[TASK 1]
Return each line of the records that contains the string "orange". Case counts.

For Higher Pay Raise the Prerequisites

In his column urging higher wages for teachers Nicholas Kristof produces virtually every specious argument about which I’ve complained for some time in one compact paragraph:

In 1970, in New York City, a newly minted teacher at a public school earned about $2,000 less in salary than a starting lawyer at a prominent law firm. These days the lawyer takes home, including bonus, $115,000 more than the teacher, the McKinsey study found.

There are so many problems with this line of reasoning it’s hard to know where to begin. Let’s just blurt some of them out:

  • The statutory school year in New York is 180 day compared with a conventional work year of 250 days.
  • An associate at a big law firm is routinely expected to bill at least 200 hours a month.
  • Most starting teachers are bachelors in education in only; nearly all lawyers nowadays have received three years of education after their undergraduate degrees and many have JDs.
  • Law schools are harder to get into than undergraduate ed schools.
  • $2,000 in 1970 was a lot more than it is now (not $100,000 more, admittedly, but a lot more nonetheless).
  • Not all lawyers go to work for “prominent law firms” but the majority of all teachers work in the public schools

Additionally, as I’ve pointed out before, incomes in the practice of law are in a bimodal distribution; that is not the case in education. That means that talking about averages or medians is largely meaningless. The lawyers in the upper distribution of income earners are predominantly graduates of one of the top 15 law schools, a highly select group, many of them serving the financial industry. Which could explain high starting attorney incomes in New York.

However, despite their meaninglessness if you insist we can talk about median incomes. Although I can’t speak authoritatively on the situation in New York the median wage for a lawyer in Chicago is around $80,000. Not for a starting lawyer. For all lawyers. The starting wage for a new teacher in Chicago with bachelors only for a nine month position is $45,000.

Also, why single out lawyers? Since 1970 the median incomes of all professionals including engineers, lawyers, dentists, and physicians were tightly clustered. Starting in about 1970 the median incomes of physicians grew at a substantially faster rate than did those of other professionals. And the incomes of physicians don’t exhibit the bimodal distribution that the incomes of lawyers do. My guess is that the income of lawyers working for large law firms in New York due to the peculiar and idiosyncratic conditions in New York assist Mr. Kristof’s case in a way that the incomes of other professionals would not.

[TASK 2]
In the text on teacher pay, what is the starting wage for a new Chicago teacher with only a bachelor's degree?

[INFORMATION PROVIDED]
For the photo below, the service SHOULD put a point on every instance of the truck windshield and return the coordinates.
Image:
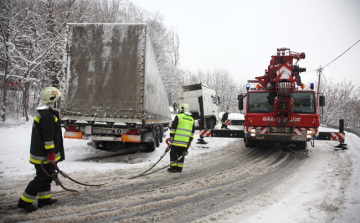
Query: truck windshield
(263, 102)
(304, 102)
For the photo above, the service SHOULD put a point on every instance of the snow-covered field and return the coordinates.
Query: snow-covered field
(326, 188)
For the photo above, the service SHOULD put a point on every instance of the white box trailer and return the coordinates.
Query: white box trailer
(203, 103)
(114, 92)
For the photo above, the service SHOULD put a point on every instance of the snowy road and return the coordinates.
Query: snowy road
(223, 183)
(228, 176)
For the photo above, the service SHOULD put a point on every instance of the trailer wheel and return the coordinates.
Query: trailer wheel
(301, 146)
(249, 143)
(100, 145)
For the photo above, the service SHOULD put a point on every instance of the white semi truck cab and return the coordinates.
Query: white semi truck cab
(203, 104)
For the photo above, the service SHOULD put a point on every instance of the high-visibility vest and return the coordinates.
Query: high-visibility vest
(183, 131)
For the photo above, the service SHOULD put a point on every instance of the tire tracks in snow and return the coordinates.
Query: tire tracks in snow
(226, 177)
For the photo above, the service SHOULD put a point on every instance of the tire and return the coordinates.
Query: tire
(249, 143)
(212, 123)
(301, 146)
(100, 145)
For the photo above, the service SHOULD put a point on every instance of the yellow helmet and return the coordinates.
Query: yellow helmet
(50, 95)
(184, 107)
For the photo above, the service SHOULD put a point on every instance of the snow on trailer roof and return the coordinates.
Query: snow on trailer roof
(194, 87)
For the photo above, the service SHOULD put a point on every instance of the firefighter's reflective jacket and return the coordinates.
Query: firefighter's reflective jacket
(182, 130)
(224, 118)
(46, 135)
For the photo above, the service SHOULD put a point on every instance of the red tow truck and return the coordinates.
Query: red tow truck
(279, 109)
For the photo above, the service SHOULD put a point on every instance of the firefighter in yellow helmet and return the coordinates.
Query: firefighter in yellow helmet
(224, 119)
(181, 135)
(46, 144)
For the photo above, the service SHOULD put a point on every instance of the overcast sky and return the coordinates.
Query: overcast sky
(240, 36)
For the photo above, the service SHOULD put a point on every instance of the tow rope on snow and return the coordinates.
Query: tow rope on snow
(55, 177)
(162, 156)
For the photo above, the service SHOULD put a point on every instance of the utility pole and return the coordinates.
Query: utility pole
(319, 73)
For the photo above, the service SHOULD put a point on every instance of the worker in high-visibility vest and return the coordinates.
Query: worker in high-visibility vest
(181, 135)
(47, 147)
(224, 119)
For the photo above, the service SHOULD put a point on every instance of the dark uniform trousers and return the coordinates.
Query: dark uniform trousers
(175, 153)
(41, 185)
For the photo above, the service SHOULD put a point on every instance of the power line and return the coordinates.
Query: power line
(336, 57)
(342, 54)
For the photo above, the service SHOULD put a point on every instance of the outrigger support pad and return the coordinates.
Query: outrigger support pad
(201, 141)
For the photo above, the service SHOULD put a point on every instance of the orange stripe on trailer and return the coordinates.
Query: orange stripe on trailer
(131, 138)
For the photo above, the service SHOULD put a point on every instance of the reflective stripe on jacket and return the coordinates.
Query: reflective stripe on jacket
(224, 118)
(182, 130)
(46, 136)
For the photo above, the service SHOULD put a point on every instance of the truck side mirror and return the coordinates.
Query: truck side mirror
(322, 100)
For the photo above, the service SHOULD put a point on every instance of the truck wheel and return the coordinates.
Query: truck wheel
(211, 123)
(301, 145)
(249, 143)
(150, 146)
(100, 145)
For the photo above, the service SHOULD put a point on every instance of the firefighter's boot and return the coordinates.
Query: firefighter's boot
(28, 207)
(179, 169)
(172, 169)
(44, 202)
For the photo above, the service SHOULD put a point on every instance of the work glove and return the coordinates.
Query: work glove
(51, 158)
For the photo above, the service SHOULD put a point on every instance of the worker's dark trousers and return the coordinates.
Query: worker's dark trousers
(175, 153)
(40, 185)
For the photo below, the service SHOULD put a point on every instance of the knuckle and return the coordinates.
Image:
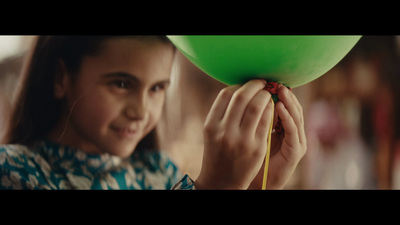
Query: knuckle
(239, 97)
(226, 141)
(254, 108)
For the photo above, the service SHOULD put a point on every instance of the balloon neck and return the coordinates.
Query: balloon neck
(272, 87)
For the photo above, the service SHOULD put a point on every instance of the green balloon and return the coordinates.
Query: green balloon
(289, 60)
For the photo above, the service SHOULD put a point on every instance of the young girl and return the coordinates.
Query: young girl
(87, 108)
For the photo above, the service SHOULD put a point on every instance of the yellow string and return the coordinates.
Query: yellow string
(264, 186)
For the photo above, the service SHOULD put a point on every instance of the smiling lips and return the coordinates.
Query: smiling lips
(125, 132)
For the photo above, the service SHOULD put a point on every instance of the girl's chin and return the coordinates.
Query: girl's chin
(123, 151)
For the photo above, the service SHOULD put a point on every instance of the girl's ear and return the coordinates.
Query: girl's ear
(61, 81)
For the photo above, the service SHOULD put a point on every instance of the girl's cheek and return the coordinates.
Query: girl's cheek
(95, 112)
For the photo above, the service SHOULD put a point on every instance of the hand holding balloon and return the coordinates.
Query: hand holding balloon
(235, 137)
(288, 148)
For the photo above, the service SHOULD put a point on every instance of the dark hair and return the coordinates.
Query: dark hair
(36, 111)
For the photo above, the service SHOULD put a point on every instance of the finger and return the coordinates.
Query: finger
(265, 121)
(302, 133)
(291, 132)
(240, 100)
(285, 97)
(220, 104)
(254, 112)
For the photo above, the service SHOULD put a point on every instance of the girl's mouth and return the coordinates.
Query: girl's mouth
(128, 133)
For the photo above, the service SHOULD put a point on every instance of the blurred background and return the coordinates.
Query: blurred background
(352, 115)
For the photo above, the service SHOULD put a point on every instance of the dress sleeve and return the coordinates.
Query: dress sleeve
(186, 183)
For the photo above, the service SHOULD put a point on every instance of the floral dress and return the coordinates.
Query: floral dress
(51, 166)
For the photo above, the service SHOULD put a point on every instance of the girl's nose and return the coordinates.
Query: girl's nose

[TASK ANSWER 1]
For the photo above, the service SHOULD put a point on every instance of the orange stripe on trailer and return the coordinates.
Query: orange stripe on trailer

[TASK ANSWER 2]
$45,000 for a nine-month position.